■ What you will do ■
Repeat the entries verbatim.

■ Given records ■
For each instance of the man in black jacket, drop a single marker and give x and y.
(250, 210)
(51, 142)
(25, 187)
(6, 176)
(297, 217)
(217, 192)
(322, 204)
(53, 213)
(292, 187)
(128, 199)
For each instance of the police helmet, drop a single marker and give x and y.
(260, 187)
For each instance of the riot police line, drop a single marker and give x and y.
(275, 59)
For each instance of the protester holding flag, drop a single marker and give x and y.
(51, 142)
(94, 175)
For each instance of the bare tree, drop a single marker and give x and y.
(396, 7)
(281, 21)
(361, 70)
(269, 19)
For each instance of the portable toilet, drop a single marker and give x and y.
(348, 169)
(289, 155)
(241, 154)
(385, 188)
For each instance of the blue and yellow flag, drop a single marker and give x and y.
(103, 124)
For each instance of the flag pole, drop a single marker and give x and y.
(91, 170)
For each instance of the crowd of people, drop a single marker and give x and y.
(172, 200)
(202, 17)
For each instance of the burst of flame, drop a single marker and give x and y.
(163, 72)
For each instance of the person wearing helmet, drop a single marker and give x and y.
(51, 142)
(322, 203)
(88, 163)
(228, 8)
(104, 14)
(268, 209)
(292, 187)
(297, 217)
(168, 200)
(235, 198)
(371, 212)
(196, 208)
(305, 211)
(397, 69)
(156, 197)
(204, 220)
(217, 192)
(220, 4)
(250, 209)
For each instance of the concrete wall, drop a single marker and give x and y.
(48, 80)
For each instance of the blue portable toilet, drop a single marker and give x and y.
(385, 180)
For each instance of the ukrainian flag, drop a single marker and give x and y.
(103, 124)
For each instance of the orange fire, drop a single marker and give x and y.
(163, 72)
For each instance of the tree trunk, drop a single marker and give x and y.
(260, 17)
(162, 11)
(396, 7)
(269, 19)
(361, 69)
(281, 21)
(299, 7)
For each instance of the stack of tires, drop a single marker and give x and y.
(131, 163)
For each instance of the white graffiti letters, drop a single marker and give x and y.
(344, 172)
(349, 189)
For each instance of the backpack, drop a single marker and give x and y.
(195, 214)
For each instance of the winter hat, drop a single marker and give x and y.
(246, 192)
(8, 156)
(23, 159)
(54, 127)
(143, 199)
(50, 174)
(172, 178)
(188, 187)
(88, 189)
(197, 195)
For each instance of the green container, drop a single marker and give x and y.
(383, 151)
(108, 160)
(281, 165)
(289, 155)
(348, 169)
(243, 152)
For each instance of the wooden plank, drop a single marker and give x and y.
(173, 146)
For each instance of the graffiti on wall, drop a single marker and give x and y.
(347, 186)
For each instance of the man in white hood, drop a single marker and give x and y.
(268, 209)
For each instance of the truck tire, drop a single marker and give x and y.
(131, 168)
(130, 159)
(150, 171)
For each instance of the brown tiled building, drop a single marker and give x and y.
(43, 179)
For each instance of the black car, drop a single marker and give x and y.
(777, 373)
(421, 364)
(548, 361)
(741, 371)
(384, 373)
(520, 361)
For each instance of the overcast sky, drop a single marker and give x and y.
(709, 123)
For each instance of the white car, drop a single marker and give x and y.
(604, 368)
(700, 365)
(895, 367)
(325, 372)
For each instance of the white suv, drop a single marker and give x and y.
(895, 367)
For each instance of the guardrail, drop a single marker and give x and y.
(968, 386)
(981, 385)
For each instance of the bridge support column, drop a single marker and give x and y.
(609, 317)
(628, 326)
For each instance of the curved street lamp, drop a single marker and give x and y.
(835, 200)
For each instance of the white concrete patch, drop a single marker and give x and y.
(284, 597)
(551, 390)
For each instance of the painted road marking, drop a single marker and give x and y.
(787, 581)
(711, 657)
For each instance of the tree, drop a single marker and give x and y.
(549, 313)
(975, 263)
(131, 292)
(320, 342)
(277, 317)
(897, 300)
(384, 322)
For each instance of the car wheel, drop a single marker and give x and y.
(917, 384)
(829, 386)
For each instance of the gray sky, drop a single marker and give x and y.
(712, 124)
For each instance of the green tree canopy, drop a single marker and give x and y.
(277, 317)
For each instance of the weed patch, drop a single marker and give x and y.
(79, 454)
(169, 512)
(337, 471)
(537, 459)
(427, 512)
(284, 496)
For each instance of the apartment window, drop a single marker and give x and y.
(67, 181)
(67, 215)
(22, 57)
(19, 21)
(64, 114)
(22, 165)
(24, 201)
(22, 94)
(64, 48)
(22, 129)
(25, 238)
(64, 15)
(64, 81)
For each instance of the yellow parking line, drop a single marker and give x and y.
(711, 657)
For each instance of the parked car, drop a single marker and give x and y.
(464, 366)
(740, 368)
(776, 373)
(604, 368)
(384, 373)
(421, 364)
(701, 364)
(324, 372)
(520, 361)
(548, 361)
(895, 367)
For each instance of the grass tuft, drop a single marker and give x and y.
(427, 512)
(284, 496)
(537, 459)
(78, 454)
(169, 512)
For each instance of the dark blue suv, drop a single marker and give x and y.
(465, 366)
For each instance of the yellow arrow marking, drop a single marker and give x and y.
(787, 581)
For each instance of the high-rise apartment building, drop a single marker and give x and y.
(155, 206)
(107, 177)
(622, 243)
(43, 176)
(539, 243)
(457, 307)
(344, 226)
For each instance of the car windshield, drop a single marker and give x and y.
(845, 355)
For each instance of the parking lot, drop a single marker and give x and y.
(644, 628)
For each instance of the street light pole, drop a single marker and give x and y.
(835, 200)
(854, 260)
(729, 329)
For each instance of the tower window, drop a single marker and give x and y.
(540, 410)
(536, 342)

■ Exercise output ■
For each instance of the man in black jacket, drop a single marker and give x and y.
(250, 210)
(51, 142)
(25, 187)
(6, 176)
(297, 217)
(217, 192)
(322, 204)
(53, 213)
(292, 187)
(128, 199)
For each instance of the police helmet, drop a single marker and give x and y.
(260, 187)
For each instance of the riot police line, drop a single marker and give x and y.
(275, 59)
For each instance of the protester holding flag, drop a single marker and give x and y.
(51, 142)
(94, 175)
For each instance of the bare tree, drop a single marker and give x and y.
(396, 7)
(281, 21)
(361, 70)
(269, 19)
For each instance of the portable toilet, drop a single marker and give x and y.
(348, 169)
(289, 155)
(241, 154)
(385, 188)
For each instance of the blue and yellow flag, drop a single marker and give x and y.
(103, 124)
For each instance of the flag pole, drop a single marker and give x and y.
(91, 170)
For each instance of the crowd of people, drop a single marker and give x and y.
(172, 200)
(202, 17)
For each instance of the burst of flame, drop a single marker and give x and y.
(163, 72)
For each instance of the person wearing helmet, drop a single marker and give x and y.
(51, 142)
(322, 203)
(88, 163)
(228, 8)
(104, 14)
(268, 209)
(292, 187)
(297, 217)
(168, 200)
(235, 198)
(371, 212)
(196, 208)
(305, 211)
(397, 69)
(156, 197)
(204, 220)
(217, 192)
(220, 4)
(250, 209)
For each instance of the concrete wall, drop a single marker and give x and y.
(48, 80)
For each instance of the blue portable toilet, drop a single marker and give x and y.
(385, 180)
For each instance of the ukrainian flag, drop a single marker and give x and y.
(103, 124)
For each instance of the orange fire, drop a single marker and give x and y.
(163, 72)
For each instance of the tree trunk, drop a single marker and give x and y.
(260, 17)
(162, 11)
(396, 7)
(269, 19)
(361, 69)
(281, 21)
(299, 7)
For each instance of the stack of tires, drop a single marker and give x and y.
(131, 163)
For each instance of the white graffiti letters, drop a single marker and give x and y.
(344, 172)
(349, 189)
For each instance of the backpack, drop a single marker and give x and y.
(195, 214)
For each instance of the winter hat, drop a single marker and give x and y.
(246, 192)
(8, 156)
(23, 159)
(54, 127)
(143, 199)
(50, 174)
(172, 178)
(188, 187)
(88, 189)
(197, 195)
For each instance of the green container, drop a single marker and give x and y.
(383, 151)
(108, 160)
(281, 165)
(289, 155)
(348, 169)
(243, 152)
For each instance of the wooden plank, drop a single marker and give x and y.
(173, 146)
For each instance of the graffiti on wall, drop a single marker and give x and y.
(347, 186)
For each instance of the man in white hood, drop a single marker and give x and y.
(268, 209)
For each instance of the truck tire, drop a single marker and give x and y.
(131, 168)
(130, 159)
(150, 171)
For each instance of the brown tiled building, drop a single marker and give x and y.
(43, 179)
For each instance of the black car, drop a single marker and give x and y.
(777, 373)
(421, 364)
(548, 361)
(741, 371)
(384, 373)
(520, 361)
For each instance of the overcast sky, drop a single marker and give x and y.
(709, 123)
For each instance of the white car, drop a single marker and give x and y.
(604, 368)
(700, 365)
(895, 367)
(325, 372)
For each instance of the white suv, drop a single marker and give x and y.
(895, 367)
For each instance of the guardrail, drop a single marker and give x and y.
(968, 386)
(981, 385)
For each instance of the bridge support column, drop a single marker and give x and y.
(609, 317)
(628, 326)
For each instance of the curved street lamp, drop a single marker and give x and y.
(835, 200)
For each instance of the white concrete patch, drop a single marker and give x and y.
(284, 597)
(551, 390)
For each instance of the painted road marking, drop a single marker and give x and y.
(787, 581)
(711, 657)
For each instance of the tree, drop a single marker and give x and y.
(549, 313)
(975, 263)
(131, 292)
(320, 342)
(277, 317)
(897, 300)
(384, 322)
For each instance of the car wheel, drop a single marker and give x and y.
(917, 384)
(829, 386)
For each instance of the gray sky, drop a single marker and give x and y.
(712, 124)
For each instance of the green tree canopy, drop a single marker and give x and y.
(277, 317)
For each instance of the weed patch, drop a single marker and give x and y.
(79, 454)
(169, 512)
(337, 471)
(537, 459)
(427, 512)
(284, 496)
For each instance of the apartment window, drop a single marker and give x and y.
(67, 181)
(67, 215)
(22, 57)
(19, 21)
(64, 114)
(22, 165)
(24, 201)
(22, 94)
(64, 48)
(22, 129)
(25, 238)
(64, 15)
(64, 81)
For each instance of the yellow parking line, drop a single marker and give x and y.
(711, 657)
For each instance of the parked car, drop a single marker and give x and y.
(464, 366)
(740, 368)
(776, 373)
(604, 368)
(384, 373)
(421, 364)
(701, 364)
(324, 372)
(520, 361)
(548, 361)
(895, 367)
For each instance of the grass tuft, drop a single marker and give x and y.
(427, 512)
(284, 496)
(537, 459)
(78, 454)
(169, 512)
For each instance of the dark blue suv, drop a single marker and give x and y.
(465, 366)
For each instance of the yellow arrow marking, drop a single marker and give x and y.
(787, 581)
For each instance of the high-rise apartment building, drop a single marker and give x and y.
(155, 206)
(107, 177)
(622, 243)
(43, 176)
(539, 243)
(457, 307)
(344, 226)
For each instance of the car windshield, drop a single marker and give x and y.
(845, 355)
For each instance of the parking lot, drop a single marker and give x and y.
(644, 628)
For each instance of the street light pole, drop a single marker and give x and y.
(835, 200)
(854, 260)
(729, 329)
For each instance of the tower window, drop a single marker and give x and y.
(540, 410)
(536, 342)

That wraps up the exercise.